■ Instructions for the task
What is needed is an exact copy of the entries below, with the pictures left out.

* * * * * * *

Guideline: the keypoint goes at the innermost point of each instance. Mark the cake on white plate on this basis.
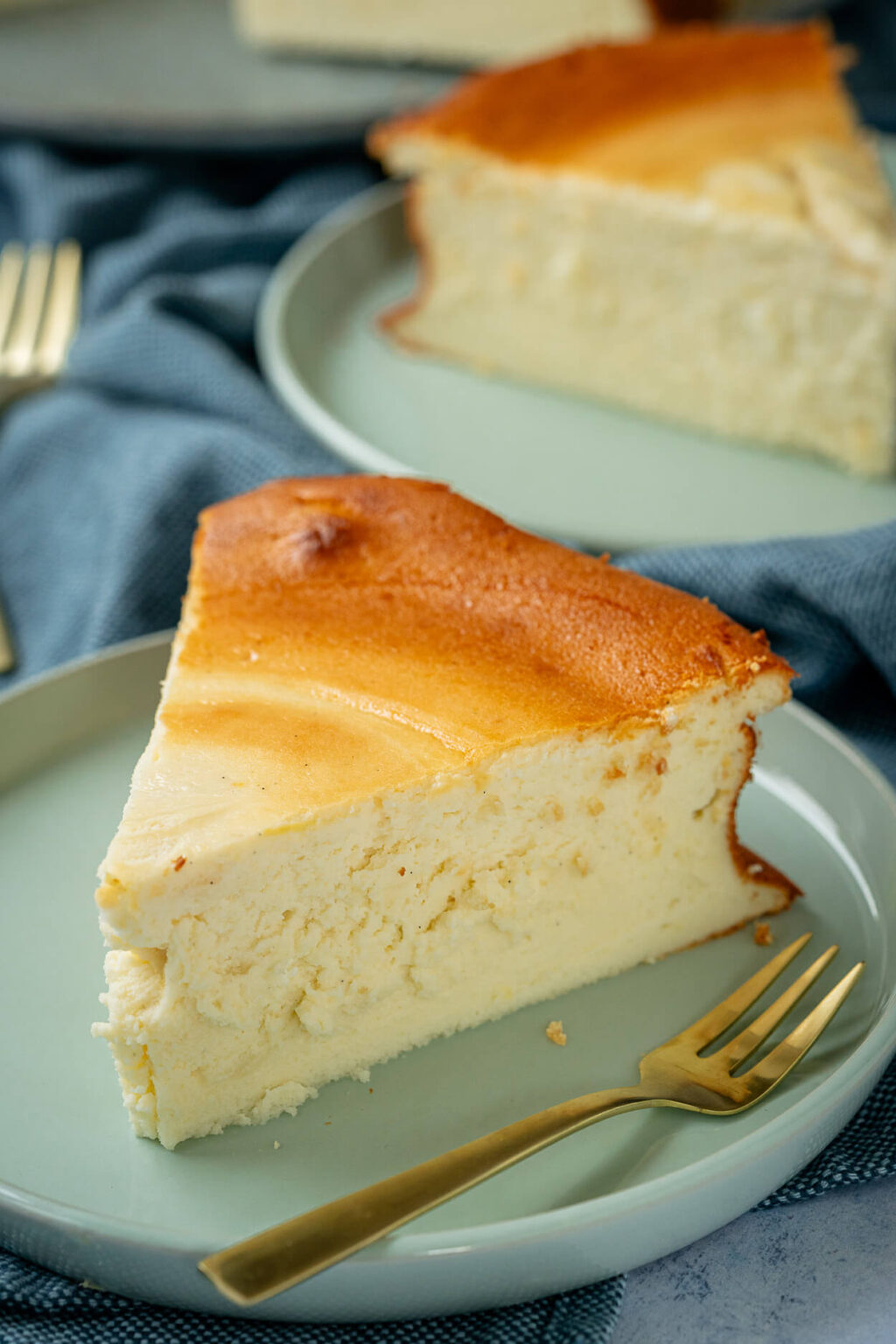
(411, 769)
(465, 32)
(693, 226)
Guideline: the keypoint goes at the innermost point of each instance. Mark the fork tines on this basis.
(39, 290)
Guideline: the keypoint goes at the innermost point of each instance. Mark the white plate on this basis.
(557, 464)
(172, 73)
(78, 1193)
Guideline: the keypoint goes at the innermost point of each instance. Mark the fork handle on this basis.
(293, 1251)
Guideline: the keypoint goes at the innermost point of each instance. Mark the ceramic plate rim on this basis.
(290, 381)
(865, 1057)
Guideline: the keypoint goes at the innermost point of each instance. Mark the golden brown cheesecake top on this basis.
(402, 593)
(351, 636)
(660, 112)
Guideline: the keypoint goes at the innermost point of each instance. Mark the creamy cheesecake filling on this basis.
(775, 321)
(465, 30)
(254, 975)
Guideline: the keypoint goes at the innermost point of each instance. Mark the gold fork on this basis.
(675, 1074)
(39, 293)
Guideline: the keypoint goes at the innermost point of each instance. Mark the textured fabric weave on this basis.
(160, 413)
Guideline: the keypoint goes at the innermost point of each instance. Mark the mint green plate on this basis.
(78, 1193)
(554, 463)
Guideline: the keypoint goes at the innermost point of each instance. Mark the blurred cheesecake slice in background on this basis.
(693, 226)
(465, 32)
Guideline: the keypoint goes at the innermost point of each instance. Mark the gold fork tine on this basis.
(672, 1075)
(707, 1028)
(15, 359)
(11, 263)
(60, 316)
(762, 1027)
(780, 1060)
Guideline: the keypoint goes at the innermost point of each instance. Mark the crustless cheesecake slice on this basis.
(411, 769)
(693, 226)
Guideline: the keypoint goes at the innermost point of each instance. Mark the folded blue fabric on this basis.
(160, 413)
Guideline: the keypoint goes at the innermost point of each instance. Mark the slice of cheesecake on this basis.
(464, 32)
(411, 769)
(693, 226)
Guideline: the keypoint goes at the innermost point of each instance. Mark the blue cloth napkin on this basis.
(160, 413)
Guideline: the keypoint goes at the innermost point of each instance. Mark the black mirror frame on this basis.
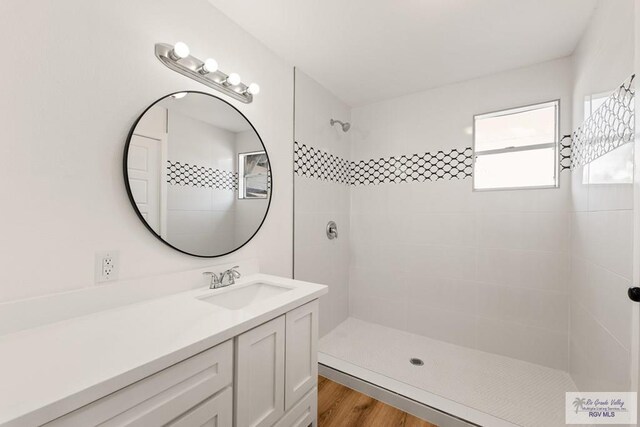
(130, 194)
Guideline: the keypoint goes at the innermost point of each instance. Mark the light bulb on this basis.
(234, 79)
(210, 66)
(180, 51)
(253, 89)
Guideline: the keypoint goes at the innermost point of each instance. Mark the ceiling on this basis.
(368, 50)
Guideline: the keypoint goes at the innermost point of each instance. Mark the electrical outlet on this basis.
(107, 266)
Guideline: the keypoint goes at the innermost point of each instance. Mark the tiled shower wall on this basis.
(602, 212)
(318, 201)
(487, 270)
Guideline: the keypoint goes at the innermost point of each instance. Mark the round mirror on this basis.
(197, 174)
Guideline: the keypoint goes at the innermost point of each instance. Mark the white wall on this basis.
(317, 202)
(487, 270)
(602, 217)
(604, 57)
(80, 75)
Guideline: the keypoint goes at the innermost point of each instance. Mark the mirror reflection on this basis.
(198, 174)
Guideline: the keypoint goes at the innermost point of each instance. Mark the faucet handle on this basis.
(215, 279)
(233, 270)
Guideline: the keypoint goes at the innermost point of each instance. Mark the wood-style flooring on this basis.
(340, 406)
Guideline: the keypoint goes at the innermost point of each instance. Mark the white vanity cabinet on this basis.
(167, 396)
(276, 371)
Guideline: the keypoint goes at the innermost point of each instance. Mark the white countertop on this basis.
(48, 371)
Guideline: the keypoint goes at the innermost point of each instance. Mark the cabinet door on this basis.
(260, 375)
(214, 412)
(302, 352)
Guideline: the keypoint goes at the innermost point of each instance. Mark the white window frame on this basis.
(516, 110)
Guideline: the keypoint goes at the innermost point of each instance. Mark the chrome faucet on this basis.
(226, 278)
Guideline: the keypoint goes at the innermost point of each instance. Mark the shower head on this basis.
(345, 125)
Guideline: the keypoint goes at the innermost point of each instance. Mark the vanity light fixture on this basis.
(253, 89)
(179, 51)
(210, 66)
(179, 60)
(233, 79)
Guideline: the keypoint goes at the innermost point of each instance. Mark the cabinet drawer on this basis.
(162, 397)
(214, 412)
(303, 413)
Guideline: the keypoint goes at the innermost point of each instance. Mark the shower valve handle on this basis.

* * * * * * *

■ Task result
Guideline: the keypoint goes at the innermost point of each instance. Mark the cake on white plate on this basis.
(411, 769)
(465, 32)
(693, 226)
Guideline: the keypoint goes at the innermost point of each instance. Mark the fork tines on this basis.
(39, 290)
Guideline: the keypoint goes at the innermost point of each instance. Mark the white plate on this basis.
(557, 464)
(172, 73)
(78, 1193)
Guideline: the keypoint goes at the innermost point of each instance. Mark the fork handle on this basis.
(293, 1251)
Guideline: the keypoint goes at the innermost point of each instance. Mark the ceramic plate rim on this basis.
(290, 381)
(865, 1057)
Guideline: the keypoint goes at the innermost point of each instance. Mark the golden brown cheesecake top on this basis.
(402, 593)
(351, 636)
(660, 112)
Guideline: the keypoint goes at the innermost point of each instance. Mark the creamy cheesecake filling on this basis.
(775, 321)
(465, 30)
(254, 975)
Guideline: the keypoint goes at the innermost point of each instance. Mark the gold fork on this basis.
(675, 1074)
(39, 293)
Guideline: the keypoint goes at the innermost point of each instance. Mark the textured fabric weave on this basis.
(160, 413)
Guideline: the keypoint goes at the innermost point of each instance. Mark the mint green plate on this basis.
(78, 1193)
(554, 463)
Guideline: the keypoint goes at the innermost point of each instance. Mark the blurred cheesecake slice in background on this basis.
(693, 226)
(465, 32)
Guideline: the keypoint goes at the innermost point of each instance. Mark the gold fork tine on this basis.
(672, 1075)
(707, 1028)
(15, 359)
(11, 263)
(60, 316)
(762, 1027)
(780, 1060)
Guideline: the keypoint goes at the innermost point of each instance. Mark the crustless cheesecake slice on this basis.
(411, 769)
(693, 226)
Guideline: the keypoint goes at the innermost point of each instance. Mark the folded blue fabric on this basis.
(160, 413)
Guideline: the keypoint goes at the innermost point of each instance. Mark the slice of cheesecake on this basis.
(464, 32)
(411, 769)
(693, 226)
Guideline: the keypoint goes at the innermost point of each instance. Mark the blue cloth napkin on this basis.
(160, 413)
Guideline: the keypoint goes at the innermost point of each instance. Mark the black mirror frame on this basis.
(130, 194)
Guideline: the keypoint goes at the innermost point of each instance. Mark the light bulb on this basis.
(234, 79)
(210, 66)
(180, 51)
(253, 89)
Guideline: the keypoint goes at the innermost point of each instance. Mark the ceiling on this basis.
(368, 50)
Guideline: the keypoint goes at the innermost point of each instance. Mark the electrical outlet on this basis.
(107, 266)
Guideline: the keypoint goes at the innermost point of each instance. Mark the tiled shower wall on this basis.
(602, 212)
(318, 201)
(487, 270)
Guideline: the keypoint goes at the innermost point of each instance. Mark the round mirror on this basis.
(197, 174)
Guideline: the keypoint goes at the innermost point of each instance. Mark the white wall on this basis.
(317, 202)
(487, 270)
(602, 217)
(604, 57)
(80, 75)
Guideline: the keypoint goes at the innermost point of each instance. Mark the mirror reflection on this basis.
(198, 174)
Guideline: the keypoint goes at the innermost point of each instance. Mark the faucet handle on this basis.
(215, 279)
(233, 270)
Guideline: the keypoint goes at the innermost point of each instance. Mark the wood-style flooring on this basis.
(340, 406)
Guideline: the keypoint goes at the innermost point of each instance. Mark the white vanity cabinet on this basis.
(167, 396)
(276, 371)
Guideline: the keypoint goes at the innermost point of each instance. Mark the white countertop on this basis.
(48, 371)
Guideline: the keypoint goes at the innermost point of each instance. Mark the cabinet door on this basis.
(260, 375)
(214, 412)
(302, 352)
Guideline: the keypoint goes at the innermost point of each instance. Mark the white window frame on this basis.
(516, 110)
Guideline: the keypoint goes at the innermost point of each instance. Mark the chrome faucet on this basis.
(226, 278)
Guideline: the keypoint goes at the innermost point of each instance. Mark the shower head on this basis.
(345, 125)
Guideline: the keypoint goes at the innermost point of each instance. Mark the vanity light fixture on this basis.
(253, 89)
(179, 51)
(210, 66)
(179, 60)
(233, 79)
Guideline: the keypoint goes at the innermost point of each instance. Mark the cabinet drawer on this basis.
(162, 397)
(214, 412)
(303, 413)
Guideline: the keypoint goes at the innermost point of each instance. Mark the shower valve handle on this basis.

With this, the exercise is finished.